Extract:
···

Purpose

Comprehensive research on DuckDB’s analytical capabilities, vector similarity search, hybrid storage architecture, and performance characteristics for both traditional SQL analytics and modern AI/ML embeddings use cases.

Contents

Core Research Documents

  • vector-capabilities.md - Comprehensive guide to DuckDB’s VSS (Vector Similarity Search) extension, HNSW indexing, distance functions, full-text search integration, and performance benchmarks against pgvector and OpenSearch
  • hybrid-memory-persistent-tables.md - Deep dive into DuckDB’s hybrid storage model: attaching multiple databases, temporary tables, cross-database joins across engines, and multi-database transaction constraints
  • performance-and-compatibility-summary.md - Detailed analysis of DuckDB vector search performance vs OpenSearch/pgvector, DuckLake compatibility issues, decision matrix for architecture selection, and practical workarounds
  • float-array-where-clause-bug.md - Critical bug documentation: WHERE clauses fail to filter NULL values in FLOAT[512] fixed-size arrays, affecting vector search and embedding repair operations with workarounds

Executive Summary

DuckDB is a powerful embedded analytical SQL database that combines:

Strengths

  • Vector Search Capabilities: Native VSS extension with HNSW indexing for similarity search
  • Hybrid Storage: Mix in-memory and persistent tables in same session for hot/cold data separation
  • Rich SQL Analytics: Complex queries combining vector operations with traditional SQL
  • Full-Text Search: Integrated FTS extension with BM25 scoring for hybrid search (semantic + keyword)
  • Cross-Database Queries: Join across multiple database engines (PostgreSQL, SQLite, DuckDB) in single query
  • Embedded Architecture: No separate server needed, works directly in Python/applications
  • Data Format Support: Seamless reading/writing of Parquet, CSV, JSON, and remote files

Critical Limitations

  • Vector Search Performance: ~12× slower than pgvector on single queries (23s vs 1.9s)

···

[Boundary labeling listing]
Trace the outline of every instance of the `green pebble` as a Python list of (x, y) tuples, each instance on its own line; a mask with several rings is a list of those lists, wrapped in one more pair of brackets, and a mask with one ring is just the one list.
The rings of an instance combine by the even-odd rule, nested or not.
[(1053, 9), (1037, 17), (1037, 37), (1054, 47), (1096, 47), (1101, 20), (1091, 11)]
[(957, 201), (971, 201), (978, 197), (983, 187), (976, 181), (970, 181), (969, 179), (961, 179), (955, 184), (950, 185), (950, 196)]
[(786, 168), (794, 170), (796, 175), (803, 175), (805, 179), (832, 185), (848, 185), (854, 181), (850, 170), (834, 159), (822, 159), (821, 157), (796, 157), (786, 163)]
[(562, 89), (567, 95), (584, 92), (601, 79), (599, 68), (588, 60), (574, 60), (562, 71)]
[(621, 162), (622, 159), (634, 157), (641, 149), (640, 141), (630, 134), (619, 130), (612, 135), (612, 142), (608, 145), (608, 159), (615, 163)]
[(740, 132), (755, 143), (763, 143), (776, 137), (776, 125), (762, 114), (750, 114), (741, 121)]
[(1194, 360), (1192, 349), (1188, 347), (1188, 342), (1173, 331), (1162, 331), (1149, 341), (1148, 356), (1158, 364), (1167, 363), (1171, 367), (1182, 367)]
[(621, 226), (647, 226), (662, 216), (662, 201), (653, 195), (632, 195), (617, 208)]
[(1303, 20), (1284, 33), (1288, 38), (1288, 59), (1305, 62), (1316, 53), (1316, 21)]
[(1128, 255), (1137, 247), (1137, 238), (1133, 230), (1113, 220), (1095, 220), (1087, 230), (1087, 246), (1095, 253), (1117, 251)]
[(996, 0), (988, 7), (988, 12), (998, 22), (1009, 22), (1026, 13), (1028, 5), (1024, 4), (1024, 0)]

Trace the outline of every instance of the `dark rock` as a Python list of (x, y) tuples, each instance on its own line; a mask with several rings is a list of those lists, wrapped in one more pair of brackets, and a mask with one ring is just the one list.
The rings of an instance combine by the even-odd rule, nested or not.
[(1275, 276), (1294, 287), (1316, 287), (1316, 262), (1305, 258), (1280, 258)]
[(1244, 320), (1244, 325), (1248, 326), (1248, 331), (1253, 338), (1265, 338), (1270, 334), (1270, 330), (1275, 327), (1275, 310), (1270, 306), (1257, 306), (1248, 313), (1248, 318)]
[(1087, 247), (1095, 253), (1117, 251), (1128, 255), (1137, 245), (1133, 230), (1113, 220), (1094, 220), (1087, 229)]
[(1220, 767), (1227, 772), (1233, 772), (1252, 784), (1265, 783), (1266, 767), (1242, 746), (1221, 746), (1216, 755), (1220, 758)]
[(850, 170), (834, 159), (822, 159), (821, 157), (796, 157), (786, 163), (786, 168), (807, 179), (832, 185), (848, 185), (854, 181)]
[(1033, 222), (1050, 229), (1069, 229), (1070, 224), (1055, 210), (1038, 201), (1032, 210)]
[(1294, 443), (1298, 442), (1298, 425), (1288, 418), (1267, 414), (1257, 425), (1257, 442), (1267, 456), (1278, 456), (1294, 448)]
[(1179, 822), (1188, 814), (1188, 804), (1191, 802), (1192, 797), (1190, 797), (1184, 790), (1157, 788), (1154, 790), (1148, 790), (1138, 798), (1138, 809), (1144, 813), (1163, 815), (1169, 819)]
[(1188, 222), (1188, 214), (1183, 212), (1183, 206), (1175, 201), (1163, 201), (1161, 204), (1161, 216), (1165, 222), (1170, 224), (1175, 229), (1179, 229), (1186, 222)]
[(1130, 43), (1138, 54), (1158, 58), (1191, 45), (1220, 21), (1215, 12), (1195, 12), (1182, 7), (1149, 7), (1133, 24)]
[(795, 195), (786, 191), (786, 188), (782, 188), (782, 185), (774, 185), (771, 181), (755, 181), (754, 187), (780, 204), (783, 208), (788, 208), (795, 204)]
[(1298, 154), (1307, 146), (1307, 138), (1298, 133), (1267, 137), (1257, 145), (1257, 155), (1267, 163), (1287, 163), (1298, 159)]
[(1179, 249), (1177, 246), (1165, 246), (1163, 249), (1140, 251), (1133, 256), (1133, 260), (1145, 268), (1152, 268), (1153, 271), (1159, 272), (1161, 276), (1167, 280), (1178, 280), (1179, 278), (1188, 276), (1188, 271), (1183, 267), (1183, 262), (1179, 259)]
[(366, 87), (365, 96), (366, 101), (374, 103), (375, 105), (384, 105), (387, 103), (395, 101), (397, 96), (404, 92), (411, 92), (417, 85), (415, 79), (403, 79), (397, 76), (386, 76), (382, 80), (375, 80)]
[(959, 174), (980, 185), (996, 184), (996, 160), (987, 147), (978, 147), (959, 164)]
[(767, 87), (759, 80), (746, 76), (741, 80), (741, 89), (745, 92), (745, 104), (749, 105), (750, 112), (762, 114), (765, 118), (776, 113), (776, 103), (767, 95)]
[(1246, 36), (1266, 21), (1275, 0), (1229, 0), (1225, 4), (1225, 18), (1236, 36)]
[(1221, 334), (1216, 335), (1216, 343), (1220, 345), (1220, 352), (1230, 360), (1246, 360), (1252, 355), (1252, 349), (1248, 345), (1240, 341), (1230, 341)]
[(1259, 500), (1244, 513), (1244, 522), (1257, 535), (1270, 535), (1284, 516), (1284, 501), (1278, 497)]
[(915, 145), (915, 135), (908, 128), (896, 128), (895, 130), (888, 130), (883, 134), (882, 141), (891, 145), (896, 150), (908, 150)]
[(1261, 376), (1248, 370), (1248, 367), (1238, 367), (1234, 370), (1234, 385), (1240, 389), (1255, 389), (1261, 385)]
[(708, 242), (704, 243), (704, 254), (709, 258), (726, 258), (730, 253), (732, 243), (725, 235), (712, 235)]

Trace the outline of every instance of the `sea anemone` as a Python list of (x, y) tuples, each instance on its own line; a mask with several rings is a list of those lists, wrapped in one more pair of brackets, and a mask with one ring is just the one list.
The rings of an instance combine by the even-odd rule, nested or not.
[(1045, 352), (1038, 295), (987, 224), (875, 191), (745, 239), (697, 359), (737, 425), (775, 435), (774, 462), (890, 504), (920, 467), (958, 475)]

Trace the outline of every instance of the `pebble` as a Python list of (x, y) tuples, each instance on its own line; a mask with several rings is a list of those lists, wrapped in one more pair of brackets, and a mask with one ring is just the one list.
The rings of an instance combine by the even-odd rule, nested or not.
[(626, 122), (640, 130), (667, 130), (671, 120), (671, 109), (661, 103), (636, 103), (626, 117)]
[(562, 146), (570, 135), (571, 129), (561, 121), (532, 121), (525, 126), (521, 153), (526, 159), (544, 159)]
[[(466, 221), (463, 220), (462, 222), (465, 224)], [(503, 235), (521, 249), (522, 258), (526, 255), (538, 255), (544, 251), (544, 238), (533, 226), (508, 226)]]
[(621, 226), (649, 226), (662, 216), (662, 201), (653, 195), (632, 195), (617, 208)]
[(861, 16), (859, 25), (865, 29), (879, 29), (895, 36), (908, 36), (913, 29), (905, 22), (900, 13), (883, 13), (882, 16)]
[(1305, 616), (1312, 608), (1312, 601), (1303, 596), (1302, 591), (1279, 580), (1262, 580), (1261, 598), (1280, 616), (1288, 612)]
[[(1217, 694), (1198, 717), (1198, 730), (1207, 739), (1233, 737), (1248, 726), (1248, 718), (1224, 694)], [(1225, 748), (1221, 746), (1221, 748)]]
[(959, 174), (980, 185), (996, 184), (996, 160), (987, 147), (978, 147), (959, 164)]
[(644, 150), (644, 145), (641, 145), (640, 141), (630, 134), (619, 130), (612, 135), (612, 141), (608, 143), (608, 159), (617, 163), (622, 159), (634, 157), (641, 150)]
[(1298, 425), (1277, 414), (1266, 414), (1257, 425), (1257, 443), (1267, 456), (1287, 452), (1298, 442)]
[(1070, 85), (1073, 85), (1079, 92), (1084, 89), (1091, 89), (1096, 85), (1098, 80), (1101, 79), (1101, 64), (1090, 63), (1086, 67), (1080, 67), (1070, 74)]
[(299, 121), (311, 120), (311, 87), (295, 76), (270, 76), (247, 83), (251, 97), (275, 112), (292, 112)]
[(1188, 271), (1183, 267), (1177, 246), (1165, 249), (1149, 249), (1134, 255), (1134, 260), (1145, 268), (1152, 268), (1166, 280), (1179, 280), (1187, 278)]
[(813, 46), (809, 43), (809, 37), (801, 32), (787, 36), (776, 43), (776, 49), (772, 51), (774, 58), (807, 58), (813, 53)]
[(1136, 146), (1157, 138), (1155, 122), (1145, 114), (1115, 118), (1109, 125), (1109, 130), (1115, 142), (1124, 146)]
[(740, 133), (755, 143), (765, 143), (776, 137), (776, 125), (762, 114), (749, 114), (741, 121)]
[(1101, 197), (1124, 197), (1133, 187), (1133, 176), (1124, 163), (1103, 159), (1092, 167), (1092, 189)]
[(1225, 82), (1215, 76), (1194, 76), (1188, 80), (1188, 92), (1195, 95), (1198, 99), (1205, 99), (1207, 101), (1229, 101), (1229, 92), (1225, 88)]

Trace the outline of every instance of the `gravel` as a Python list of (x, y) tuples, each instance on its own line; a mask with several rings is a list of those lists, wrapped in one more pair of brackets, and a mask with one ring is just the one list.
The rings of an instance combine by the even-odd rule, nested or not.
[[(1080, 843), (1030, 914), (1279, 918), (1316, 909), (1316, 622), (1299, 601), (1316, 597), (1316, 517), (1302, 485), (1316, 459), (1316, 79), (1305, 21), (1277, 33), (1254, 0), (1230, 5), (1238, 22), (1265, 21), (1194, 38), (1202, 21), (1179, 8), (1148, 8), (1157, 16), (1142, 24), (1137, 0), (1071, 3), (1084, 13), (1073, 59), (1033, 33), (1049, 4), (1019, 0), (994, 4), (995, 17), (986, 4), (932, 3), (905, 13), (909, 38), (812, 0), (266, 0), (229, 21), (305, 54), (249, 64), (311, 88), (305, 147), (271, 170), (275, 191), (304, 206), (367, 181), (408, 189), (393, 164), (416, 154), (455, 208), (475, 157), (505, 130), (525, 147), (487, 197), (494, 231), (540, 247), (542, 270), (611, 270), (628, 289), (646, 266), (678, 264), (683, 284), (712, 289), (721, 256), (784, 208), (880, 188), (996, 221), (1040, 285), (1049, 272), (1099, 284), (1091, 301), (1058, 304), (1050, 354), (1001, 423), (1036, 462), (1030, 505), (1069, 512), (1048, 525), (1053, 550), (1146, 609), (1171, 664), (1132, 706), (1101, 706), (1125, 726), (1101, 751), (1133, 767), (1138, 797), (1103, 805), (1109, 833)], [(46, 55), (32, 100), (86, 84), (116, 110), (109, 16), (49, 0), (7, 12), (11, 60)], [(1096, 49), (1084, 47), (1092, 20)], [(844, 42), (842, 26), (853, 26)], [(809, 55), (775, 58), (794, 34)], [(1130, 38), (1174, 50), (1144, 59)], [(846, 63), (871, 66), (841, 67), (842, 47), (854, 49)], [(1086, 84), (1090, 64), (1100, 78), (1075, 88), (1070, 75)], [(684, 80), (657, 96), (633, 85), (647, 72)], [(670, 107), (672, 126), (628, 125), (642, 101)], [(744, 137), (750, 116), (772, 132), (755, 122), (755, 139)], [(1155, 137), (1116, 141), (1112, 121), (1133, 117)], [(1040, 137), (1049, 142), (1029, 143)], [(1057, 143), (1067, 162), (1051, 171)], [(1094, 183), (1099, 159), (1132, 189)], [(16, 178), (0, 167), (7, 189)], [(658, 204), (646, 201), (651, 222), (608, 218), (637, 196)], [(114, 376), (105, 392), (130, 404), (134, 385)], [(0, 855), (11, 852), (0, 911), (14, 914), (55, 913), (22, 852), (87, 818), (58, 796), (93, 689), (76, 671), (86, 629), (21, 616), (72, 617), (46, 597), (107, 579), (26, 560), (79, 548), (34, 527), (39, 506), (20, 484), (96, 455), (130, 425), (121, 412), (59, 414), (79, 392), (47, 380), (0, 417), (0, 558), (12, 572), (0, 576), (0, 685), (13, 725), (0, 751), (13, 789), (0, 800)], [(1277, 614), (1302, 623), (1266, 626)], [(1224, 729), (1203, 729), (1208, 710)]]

···

Work instructions:
Answer these questions about the DuckDB research overview:
1. Which file documents the failure of WHERE clauses to filter NULL values in FLOAT[512] arrays?
2. What scoring does the integrated full-text search extension use?
3. What single-query times are given for DuckDB and pgvector?

Solved exercise:
1. float-array-where-clause-bug.md
2. BM25 scoring
3. 23s for DuckDB and 1.9s for pgvector